►
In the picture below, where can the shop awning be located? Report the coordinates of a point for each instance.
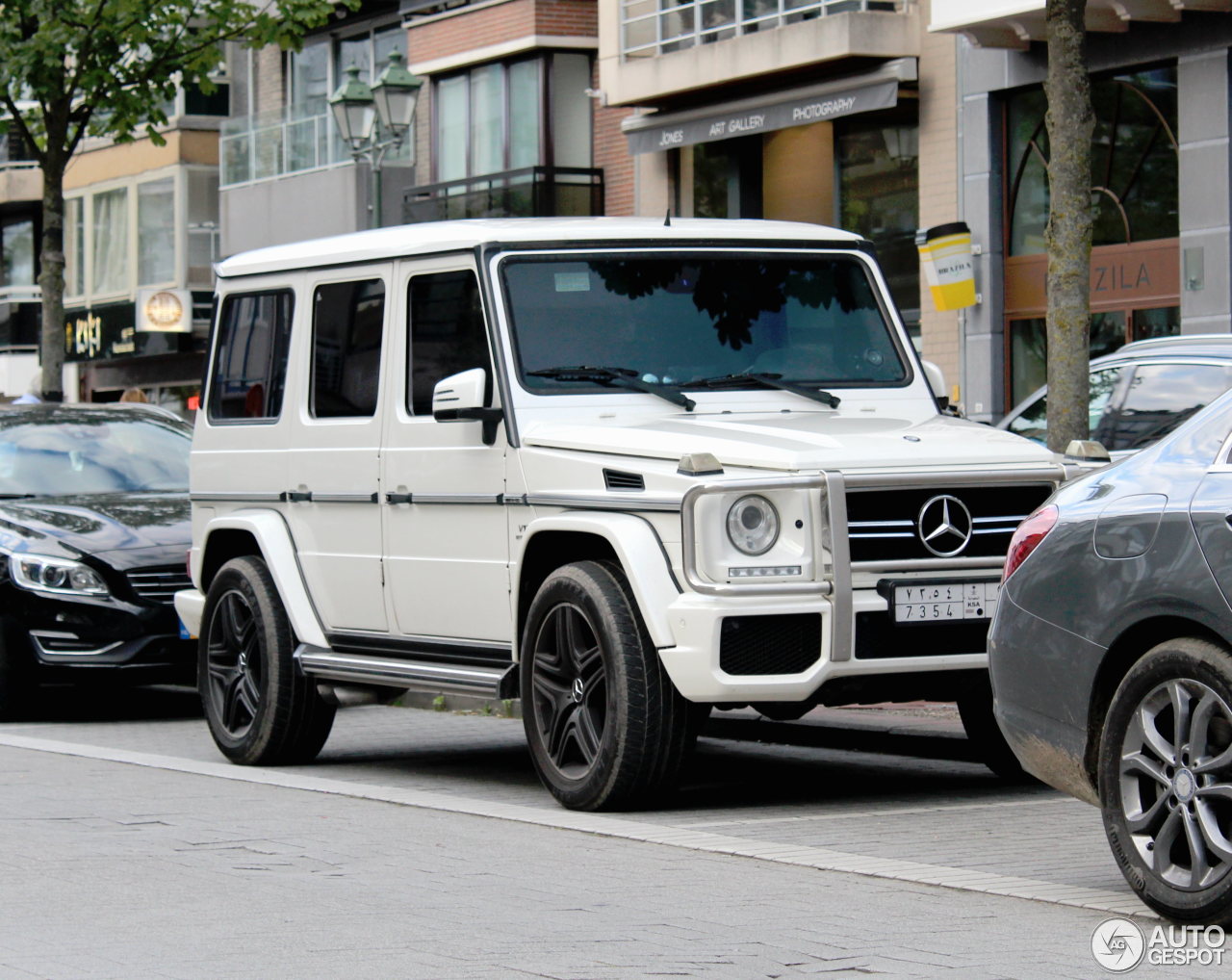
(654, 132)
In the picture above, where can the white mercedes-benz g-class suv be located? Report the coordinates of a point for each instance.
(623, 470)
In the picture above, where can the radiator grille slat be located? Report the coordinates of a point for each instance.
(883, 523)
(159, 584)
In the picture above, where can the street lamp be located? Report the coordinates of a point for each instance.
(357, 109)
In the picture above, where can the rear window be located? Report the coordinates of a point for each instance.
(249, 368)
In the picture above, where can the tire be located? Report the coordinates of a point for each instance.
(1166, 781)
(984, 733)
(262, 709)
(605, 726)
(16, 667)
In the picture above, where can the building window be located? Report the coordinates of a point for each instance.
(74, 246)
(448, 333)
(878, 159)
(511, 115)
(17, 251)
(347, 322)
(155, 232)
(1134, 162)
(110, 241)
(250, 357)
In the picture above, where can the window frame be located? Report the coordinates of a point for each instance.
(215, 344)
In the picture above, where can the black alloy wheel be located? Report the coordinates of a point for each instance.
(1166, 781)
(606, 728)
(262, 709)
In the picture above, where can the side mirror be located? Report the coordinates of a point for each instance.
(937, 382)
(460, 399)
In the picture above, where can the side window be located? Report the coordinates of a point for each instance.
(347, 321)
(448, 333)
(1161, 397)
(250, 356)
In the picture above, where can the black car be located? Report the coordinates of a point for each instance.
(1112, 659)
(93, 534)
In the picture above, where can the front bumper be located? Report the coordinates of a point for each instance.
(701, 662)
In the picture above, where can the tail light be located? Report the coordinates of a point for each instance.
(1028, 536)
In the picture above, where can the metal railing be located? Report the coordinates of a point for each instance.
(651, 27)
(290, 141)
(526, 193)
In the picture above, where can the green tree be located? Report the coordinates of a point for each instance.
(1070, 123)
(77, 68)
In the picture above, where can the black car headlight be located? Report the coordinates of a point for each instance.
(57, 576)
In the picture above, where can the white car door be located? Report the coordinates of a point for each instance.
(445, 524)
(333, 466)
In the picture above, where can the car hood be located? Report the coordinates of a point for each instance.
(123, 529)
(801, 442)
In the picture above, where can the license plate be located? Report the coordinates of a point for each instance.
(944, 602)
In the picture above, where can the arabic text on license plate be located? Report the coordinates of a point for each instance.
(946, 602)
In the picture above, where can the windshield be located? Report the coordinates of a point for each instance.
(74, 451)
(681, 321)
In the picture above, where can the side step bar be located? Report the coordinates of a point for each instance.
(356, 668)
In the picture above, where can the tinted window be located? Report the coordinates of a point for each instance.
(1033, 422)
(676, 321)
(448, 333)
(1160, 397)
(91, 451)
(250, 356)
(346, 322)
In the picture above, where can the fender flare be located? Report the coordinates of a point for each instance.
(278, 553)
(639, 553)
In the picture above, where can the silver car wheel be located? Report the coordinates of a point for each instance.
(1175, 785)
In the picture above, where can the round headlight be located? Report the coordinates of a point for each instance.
◄
Task directions —
Every line from the one containing "In the picture above, where can the silver" through the final line of the data above is to be restated word for word, and nothing more.

Task output —
In the picture above, where can the silver car wheel be located? Report the coordinates of a point for each instance.
(1175, 785)
In the picture above, where can the round headlight be located? Report the coordinates of a point for each instance.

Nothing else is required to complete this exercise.